— BEGIN DATA EXTRACT —

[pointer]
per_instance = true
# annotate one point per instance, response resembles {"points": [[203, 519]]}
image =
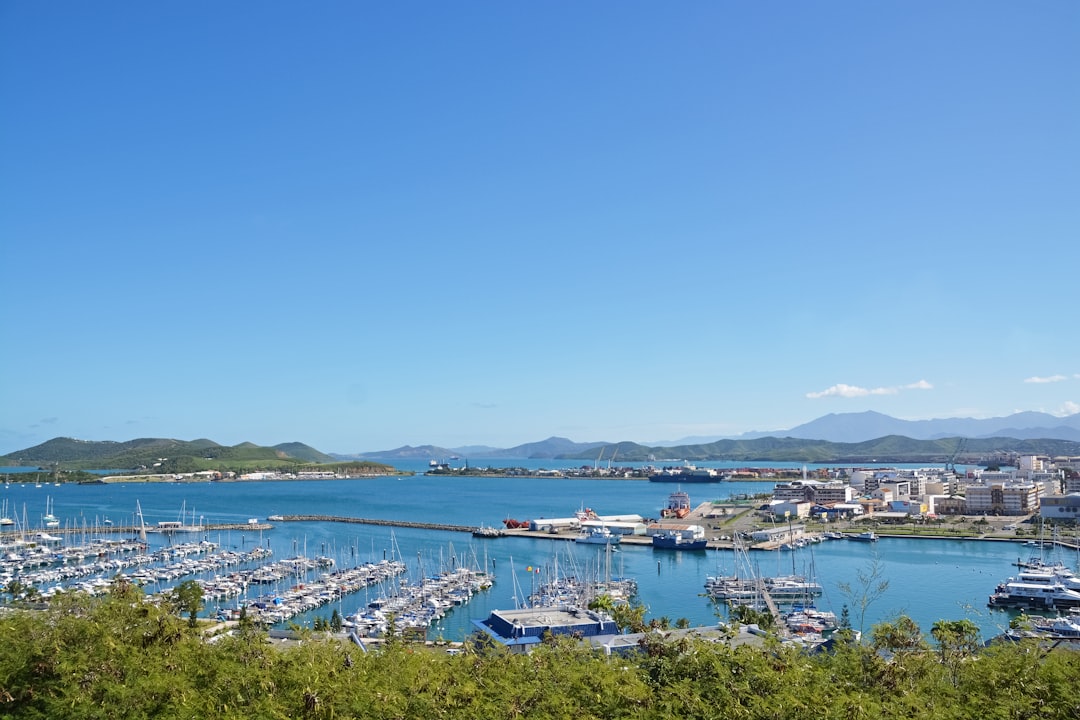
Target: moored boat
{"points": [[676, 541], [1037, 589], [686, 474], [678, 505], [597, 535]]}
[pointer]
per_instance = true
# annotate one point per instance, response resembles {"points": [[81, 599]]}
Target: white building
{"points": [[1002, 499], [1061, 507]]}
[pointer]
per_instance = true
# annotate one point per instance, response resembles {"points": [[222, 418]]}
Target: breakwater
{"points": [[368, 520]]}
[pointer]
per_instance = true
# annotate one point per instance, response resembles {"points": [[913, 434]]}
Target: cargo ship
{"points": [[673, 540], [678, 505], [686, 474]]}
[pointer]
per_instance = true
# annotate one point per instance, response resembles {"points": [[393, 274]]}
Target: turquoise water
{"points": [[928, 580]]}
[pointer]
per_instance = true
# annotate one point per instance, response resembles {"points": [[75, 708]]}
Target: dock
{"points": [[366, 520]]}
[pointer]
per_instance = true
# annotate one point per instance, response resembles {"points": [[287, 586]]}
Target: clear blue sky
{"points": [[365, 225]]}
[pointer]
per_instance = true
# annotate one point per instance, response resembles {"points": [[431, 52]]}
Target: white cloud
{"points": [[1052, 378], [842, 390]]}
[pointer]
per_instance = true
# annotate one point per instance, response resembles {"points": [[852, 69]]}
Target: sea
{"points": [[928, 580]]}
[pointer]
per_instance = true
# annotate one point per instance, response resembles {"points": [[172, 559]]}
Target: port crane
{"points": [[950, 463]]}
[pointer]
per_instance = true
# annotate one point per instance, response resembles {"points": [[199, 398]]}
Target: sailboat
{"points": [[49, 519], [142, 525]]}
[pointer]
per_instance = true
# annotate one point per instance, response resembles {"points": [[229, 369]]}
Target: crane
{"points": [[950, 463]]}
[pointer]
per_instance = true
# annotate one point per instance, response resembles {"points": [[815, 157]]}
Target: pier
{"points": [[135, 529], [365, 520]]}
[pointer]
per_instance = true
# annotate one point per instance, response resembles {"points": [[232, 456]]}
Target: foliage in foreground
{"points": [[120, 657]]}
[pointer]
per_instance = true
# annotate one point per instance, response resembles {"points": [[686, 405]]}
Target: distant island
{"points": [[171, 457], [159, 456]]}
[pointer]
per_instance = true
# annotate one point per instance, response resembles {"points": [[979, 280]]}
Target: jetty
{"points": [[367, 520]]}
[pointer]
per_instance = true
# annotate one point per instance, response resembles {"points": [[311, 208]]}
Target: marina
{"points": [[441, 511]]}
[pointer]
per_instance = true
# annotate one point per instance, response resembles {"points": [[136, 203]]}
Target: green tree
{"points": [[957, 641], [188, 598], [868, 587]]}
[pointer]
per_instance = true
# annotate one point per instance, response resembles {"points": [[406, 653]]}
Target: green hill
{"points": [[164, 454], [890, 448]]}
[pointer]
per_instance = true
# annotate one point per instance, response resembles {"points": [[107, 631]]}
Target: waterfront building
{"points": [[1028, 464], [521, 630], [1072, 484], [901, 489], [779, 533], [986, 476], [814, 491], [946, 504], [792, 508], [1013, 498], [1061, 507]]}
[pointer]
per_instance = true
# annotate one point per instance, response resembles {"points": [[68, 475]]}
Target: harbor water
{"points": [[929, 580]]}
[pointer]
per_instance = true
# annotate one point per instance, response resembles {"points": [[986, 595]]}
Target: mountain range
{"points": [[853, 437], [834, 428]]}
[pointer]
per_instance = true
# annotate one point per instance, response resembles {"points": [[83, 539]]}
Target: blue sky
{"points": [[364, 225]]}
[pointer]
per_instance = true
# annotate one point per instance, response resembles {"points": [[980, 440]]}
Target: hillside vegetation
{"points": [[890, 448], [116, 657], [172, 456]]}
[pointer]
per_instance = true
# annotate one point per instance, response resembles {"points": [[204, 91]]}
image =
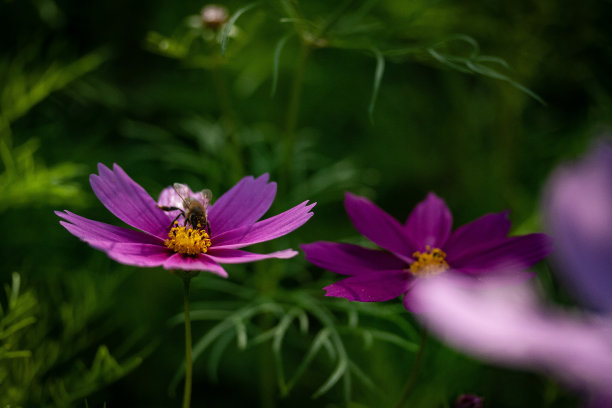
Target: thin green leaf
{"points": [[277, 52], [241, 335], [216, 352], [230, 23], [333, 378], [483, 70], [365, 379], [319, 341], [394, 339], [378, 74]]}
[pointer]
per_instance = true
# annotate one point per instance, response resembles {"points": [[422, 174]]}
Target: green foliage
{"points": [[43, 353], [378, 97], [255, 322]]}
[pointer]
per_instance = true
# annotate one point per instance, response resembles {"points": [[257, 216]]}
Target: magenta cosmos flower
{"points": [[233, 220], [423, 246]]}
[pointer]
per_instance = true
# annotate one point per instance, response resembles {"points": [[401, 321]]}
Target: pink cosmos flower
{"points": [[509, 324], [578, 212], [421, 247], [233, 220]]}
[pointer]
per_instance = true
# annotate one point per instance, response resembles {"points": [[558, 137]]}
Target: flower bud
{"points": [[214, 16]]}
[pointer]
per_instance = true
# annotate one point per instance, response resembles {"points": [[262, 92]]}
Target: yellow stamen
{"points": [[428, 263], [190, 241]]}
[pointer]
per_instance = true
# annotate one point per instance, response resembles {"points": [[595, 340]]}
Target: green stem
{"points": [[188, 362], [416, 367], [228, 119], [292, 113]]}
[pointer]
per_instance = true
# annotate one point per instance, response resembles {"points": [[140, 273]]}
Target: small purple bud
{"points": [[214, 16], [468, 401]]}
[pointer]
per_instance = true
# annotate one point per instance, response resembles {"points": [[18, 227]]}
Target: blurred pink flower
{"points": [[578, 211], [233, 222], [508, 324]]}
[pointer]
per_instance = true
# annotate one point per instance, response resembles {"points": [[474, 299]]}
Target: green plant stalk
{"points": [[416, 367], [292, 114], [188, 360], [228, 119]]}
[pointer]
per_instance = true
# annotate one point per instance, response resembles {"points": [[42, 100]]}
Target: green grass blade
{"points": [[277, 52], [378, 74]]}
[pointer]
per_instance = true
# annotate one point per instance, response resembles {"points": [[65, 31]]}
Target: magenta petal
{"points": [[348, 259], [201, 262], [264, 230], [94, 231], [128, 201], [408, 301], [225, 255], [519, 252], [378, 226], [371, 287], [505, 324], [429, 223], [143, 255], [480, 232], [243, 204], [578, 211]]}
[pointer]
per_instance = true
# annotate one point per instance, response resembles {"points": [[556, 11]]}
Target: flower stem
{"points": [[414, 372], [292, 114], [188, 362]]}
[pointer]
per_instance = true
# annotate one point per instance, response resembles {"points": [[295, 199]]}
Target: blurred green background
{"points": [[477, 101]]}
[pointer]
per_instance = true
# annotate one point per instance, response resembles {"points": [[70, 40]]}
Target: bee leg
{"points": [[208, 228], [166, 208], [176, 218]]}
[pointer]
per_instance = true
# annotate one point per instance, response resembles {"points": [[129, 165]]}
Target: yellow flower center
{"points": [[429, 263], [190, 241]]}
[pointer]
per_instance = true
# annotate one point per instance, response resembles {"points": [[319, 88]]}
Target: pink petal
{"points": [[519, 252], [243, 204], [480, 232], [578, 209], [505, 324], [143, 255], [429, 223], [128, 201], [90, 231], [348, 259], [378, 226], [201, 262], [264, 230], [371, 287], [233, 256]]}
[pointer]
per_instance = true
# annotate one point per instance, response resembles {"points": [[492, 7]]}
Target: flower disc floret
{"points": [[429, 263], [189, 241]]}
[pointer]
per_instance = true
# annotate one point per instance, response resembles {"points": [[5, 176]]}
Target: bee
{"points": [[195, 209]]}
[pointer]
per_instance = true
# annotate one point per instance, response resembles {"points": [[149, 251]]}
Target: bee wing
{"points": [[205, 197], [183, 191]]}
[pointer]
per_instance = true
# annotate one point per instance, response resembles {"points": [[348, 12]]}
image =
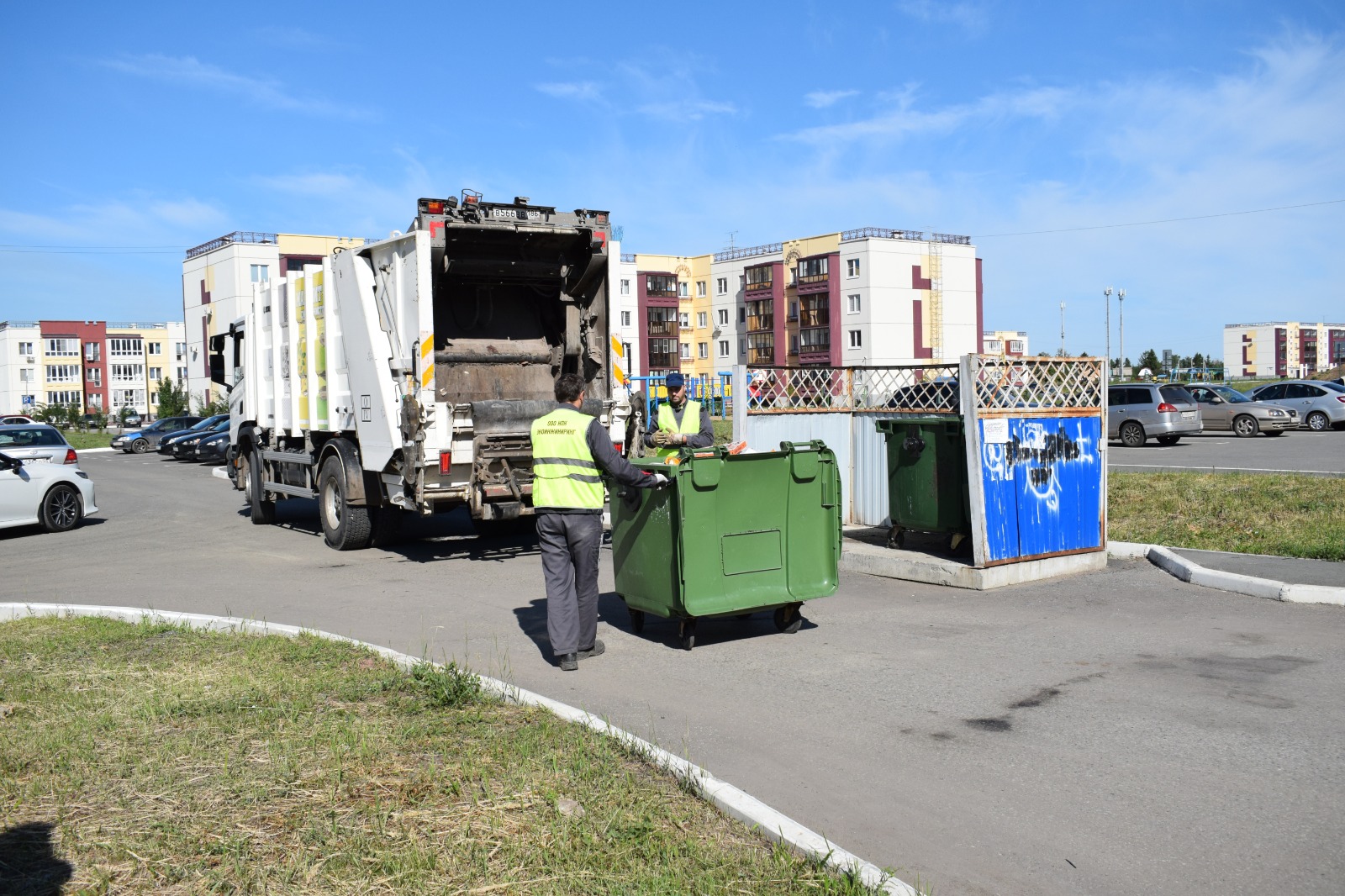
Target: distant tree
{"points": [[174, 400]]}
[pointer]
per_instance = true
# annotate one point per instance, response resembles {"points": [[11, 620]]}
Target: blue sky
{"points": [[161, 127]]}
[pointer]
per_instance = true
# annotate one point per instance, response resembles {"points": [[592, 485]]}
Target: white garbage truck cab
{"points": [[404, 376]]}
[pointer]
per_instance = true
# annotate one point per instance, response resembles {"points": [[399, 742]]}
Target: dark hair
{"points": [[568, 387]]}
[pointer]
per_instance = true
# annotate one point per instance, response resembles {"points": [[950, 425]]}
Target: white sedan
{"points": [[53, 495]]}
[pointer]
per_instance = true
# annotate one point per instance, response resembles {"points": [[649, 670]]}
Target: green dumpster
{"points": [[927, 478], [732, 535]]}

— END DATA EXTRACT —

* **STATED PROBLEM**: Which lines in the records contain the word "white"? Pick out every one of them.

* **TASK SOLUTION**:
Target: white building
Target: white cloud
Target: white garbage truck cab
Target: white sedan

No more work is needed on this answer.